**Your goal:** Copy out all of the entries below, substituting "grasp planner" for every occurrence of "pick planner" and leaving everything else unchanged. Omit the pictures from your copy.
--- Start Source material ---
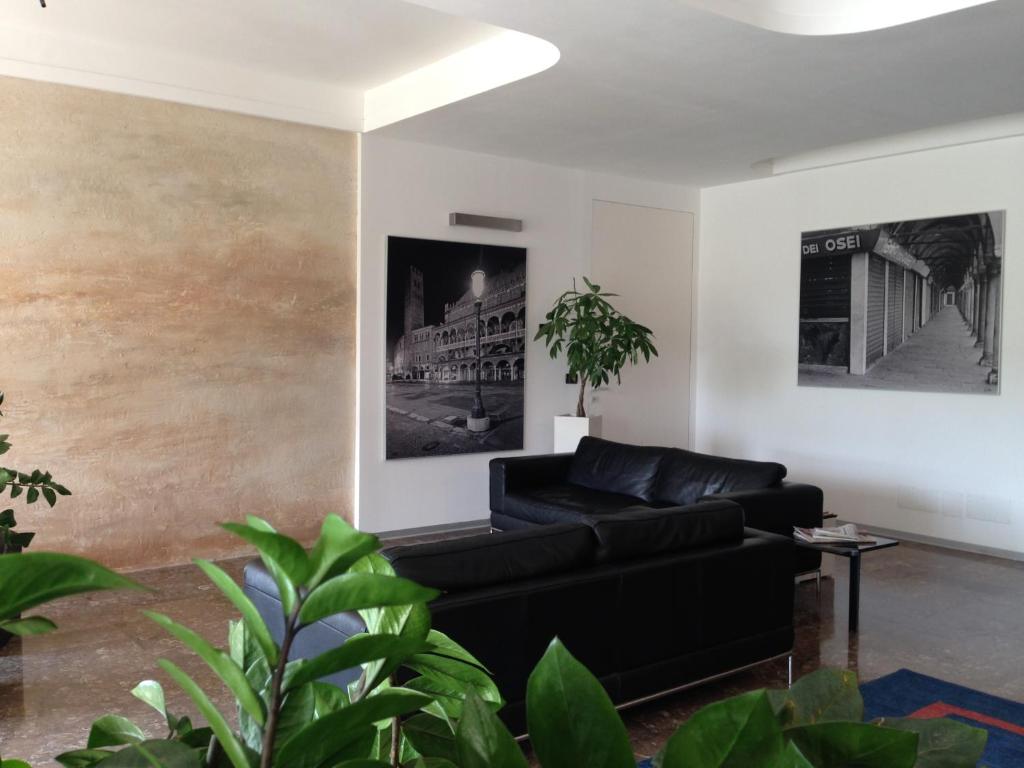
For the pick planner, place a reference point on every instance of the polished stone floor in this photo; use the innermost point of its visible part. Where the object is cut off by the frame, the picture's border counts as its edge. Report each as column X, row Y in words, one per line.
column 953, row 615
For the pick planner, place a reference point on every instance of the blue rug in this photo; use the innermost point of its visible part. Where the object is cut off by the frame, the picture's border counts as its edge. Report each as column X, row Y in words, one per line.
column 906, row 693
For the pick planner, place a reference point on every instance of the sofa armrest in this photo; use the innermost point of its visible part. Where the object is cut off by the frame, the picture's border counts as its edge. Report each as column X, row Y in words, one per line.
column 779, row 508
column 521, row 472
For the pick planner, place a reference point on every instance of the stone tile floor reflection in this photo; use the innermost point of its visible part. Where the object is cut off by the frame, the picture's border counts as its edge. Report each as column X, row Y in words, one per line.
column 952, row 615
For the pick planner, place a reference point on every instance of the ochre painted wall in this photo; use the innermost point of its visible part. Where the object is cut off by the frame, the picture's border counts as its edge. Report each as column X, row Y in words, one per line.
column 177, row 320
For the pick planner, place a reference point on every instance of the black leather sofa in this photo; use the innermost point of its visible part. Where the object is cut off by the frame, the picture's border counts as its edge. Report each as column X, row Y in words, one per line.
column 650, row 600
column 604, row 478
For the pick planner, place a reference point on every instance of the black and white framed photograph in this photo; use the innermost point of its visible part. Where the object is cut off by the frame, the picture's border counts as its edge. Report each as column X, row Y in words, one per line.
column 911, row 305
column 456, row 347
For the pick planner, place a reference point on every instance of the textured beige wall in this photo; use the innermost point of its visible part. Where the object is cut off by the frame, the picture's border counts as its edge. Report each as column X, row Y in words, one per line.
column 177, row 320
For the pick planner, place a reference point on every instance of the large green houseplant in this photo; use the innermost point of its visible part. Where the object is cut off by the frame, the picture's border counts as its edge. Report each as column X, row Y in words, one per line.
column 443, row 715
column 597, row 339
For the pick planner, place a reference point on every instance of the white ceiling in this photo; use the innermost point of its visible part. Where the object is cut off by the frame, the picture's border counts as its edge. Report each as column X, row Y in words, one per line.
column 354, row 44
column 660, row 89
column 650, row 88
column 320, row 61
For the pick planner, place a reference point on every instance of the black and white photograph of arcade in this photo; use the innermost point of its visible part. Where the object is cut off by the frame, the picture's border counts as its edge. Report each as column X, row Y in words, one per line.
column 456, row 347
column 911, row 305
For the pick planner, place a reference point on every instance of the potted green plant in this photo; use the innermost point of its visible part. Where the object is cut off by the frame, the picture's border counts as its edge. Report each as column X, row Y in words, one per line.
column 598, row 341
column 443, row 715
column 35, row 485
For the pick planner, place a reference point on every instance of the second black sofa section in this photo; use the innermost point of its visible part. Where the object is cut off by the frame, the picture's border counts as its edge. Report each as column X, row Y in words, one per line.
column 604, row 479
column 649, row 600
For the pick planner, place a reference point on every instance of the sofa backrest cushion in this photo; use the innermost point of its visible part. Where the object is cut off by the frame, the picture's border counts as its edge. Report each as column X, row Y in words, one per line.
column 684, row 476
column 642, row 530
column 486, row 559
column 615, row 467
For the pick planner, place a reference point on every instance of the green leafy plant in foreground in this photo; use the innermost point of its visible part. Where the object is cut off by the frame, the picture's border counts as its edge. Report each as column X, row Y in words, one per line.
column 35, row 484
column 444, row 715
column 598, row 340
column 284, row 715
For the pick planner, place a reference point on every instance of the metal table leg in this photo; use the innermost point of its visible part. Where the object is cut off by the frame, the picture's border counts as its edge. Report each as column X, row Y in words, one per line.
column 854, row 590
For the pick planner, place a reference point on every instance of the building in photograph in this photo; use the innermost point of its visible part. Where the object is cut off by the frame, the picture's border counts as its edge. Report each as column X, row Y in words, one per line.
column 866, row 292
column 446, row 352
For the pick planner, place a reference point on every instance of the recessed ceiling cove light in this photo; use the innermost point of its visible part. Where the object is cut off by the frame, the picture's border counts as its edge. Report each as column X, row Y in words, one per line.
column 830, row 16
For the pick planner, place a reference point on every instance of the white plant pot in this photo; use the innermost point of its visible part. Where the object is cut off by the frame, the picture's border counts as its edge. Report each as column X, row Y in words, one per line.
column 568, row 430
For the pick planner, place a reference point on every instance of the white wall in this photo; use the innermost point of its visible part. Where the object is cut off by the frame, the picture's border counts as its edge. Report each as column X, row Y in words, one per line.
--- End Source material ---
**Solved problem:**
For the grasp planner, place a reference point on every instance of the polished stone floor in this photo; use the innermost point of its visible part. Where the object is cut off by the frame, the picture's border counts as its edge. Report each as column X, row Y in words, one per line.
column 953, row 615
For the grasp planner, place a reference point on every instance of the blue rug in this photo; use the innermost point of its visible part. Where the object is cut off by the frame, the picture's border counts as its edge. Report each as column X, row Y in words, one per line.
column 906, row 693
For the grasp planner, place a reference point on every instance of the sofa armrest in this photo; use the innermost point of its visible part. Where the object is cut off by the frame, the picture's border counts as its edge. Report each as column X, row Y in words, one per line.
column 779, row 508
column 521, row 472
For the grasp planner, place a reference point on every instance of the stone tile floor reflection in this photo; use the innermost point of its visible part. Where the object is cut off by the frame, the picture's border counts as its edge. Report each as column X, row Y in words, one per line.
column 952, row 615
For the grasp planner, place a reference point on every instance of the ochre painted wall in this photo; use the innermost point of its visible part. Where the object is cut off by the frame, the picture's border counts as its edge. Report each as column X, row Y in words, one per line.
column 177, row 320
For the grasp planner, place a reference point on every instance of the black leather sofa in this photo; use the innermost point of its visible part. Where the object is cut off by the frame, the picture's border counts as its edge. Report each as column X, row Y in words, one per line.
column 650, row 600
column 604, row 478
For the grasp planner, place a reference point on every instance of the black and white framed photograph in this photo; use the innermost point of its visible part. Where the object is cut off by the frame, the picture's border counts as its edge. Report each as column X, row Y in words, one per line.
column 911, row 305
column 456, row 347
For the grasp planner, place a reference point on every instance of the textured beige wall in this photo; use the innermost point of its visible part. Where the object is cut off by the frame, the picture's border counts as its edge. Report each as column X, row Y in words, one per line.
column 177, row 320
For the grasp planner, place a reference point on every instance of the large green houseplant in this photo; use the innermost point of its visible part. Where the object is cut off by the frame, the picture's border counts as its edge. Report each as column X, row Y in words, one per line.
column 443, row 715
column 597, row 339
For the grasp planner, place a reference point on every instance of the white ceiling in this photo; use the innermost point of its visible part. Where the object is cut off by the frame, the picture's border counts as its edge. Report each as column X, row Y in words, one per line.
column 354, row 44
column 660, row 89
column 650, row 88
column 320, row 61
For the grasp planner, place a reference point on every instance of the black and white photograph of arcade in this photo; use the innermost point of its visible part. Where the object is cut off by the frame, the picture's border counts as its edge. Report each as column X, row Y in words, one per line.
column 456, row 347
column 911, row 305
For the grasp planner, place a reference point on every instance of the potted green plant in this photo; use the innermost point of its visible part. Where the object is cut off by the frame, the picture's border counts as its edge. Report each as column X, row Y in words, one per line.
column 598, row 341
column 443, row 715
column 35, row 485
For the grasp planner, place a reference point on every instance of the second black sofa section in this photo; use the innermost point of its visible part. Where the object is cut off by the frame, the picture's border counts as its edge. Report each as column X, row Y in words, one per line.
column 604, row 479
column 649, row 600
For the grasp planner, place a reference point on every instance of the sofa backrest cushion in this photo; use the innermost point of its visible part. Where the object is cut off by the frame, the picture's border counts as its edge. Report each as column X, row Y in words, one per line.
column 684, row 476
column 642, row 530
column 486, row 559
column 615, row 467
For the grasp planner, place a reference point on every instance of the green leafy plant in foreground in this photo; use the innermost point of its visible part. Where the object is cut off by the frame, the picture's border counts as its edge. Report each as column X, row Y in words, one per line.
column 35, row 484
column 444, row 715
column 598, row 340
column 284, row 715
For the grasp planner, place a reference point on every instance of the metal table leg in this photo; use the innermost point of its visible part. Where the object is cut off by the frame, the picture's border counts as its edge. Report each as column X, row Y in words, one per line.
column 854, row 590
For the grasp planner, place a reference point on every instance of the building in photograph in this photo; use the innermost point of its visible part. Where the object is cut off by the frame, the picture's border counts as its edge. Report each as column X, row Y in words, one per line.
column 866, row 292
column 446, row 352
For the grasp planner, place a reference point on every instance of the recessed ceiling cove light in this photo; use the innermost point of its visible part. Where the object is cut off by the frame, the picture's border counts as its edge. Report each as column X, row Y in words, one per line.
column 830, row 16
For the grasp planner, place a reference point on every instance of the white plant pot in this photo; use the innermost point of its visible part. Where the object is cut off by the frame, the picture's border counts as its edge. Report each as column X, row Y in words, one per line.
column 568, row 430
For the grasp planner, place a reference point on every instance of the white wall in this photo; use the innermost point of its visible part. Where the object is cut off by the frame, the picture's border counts as its edge. Report each as column X, row Y in words, one per line.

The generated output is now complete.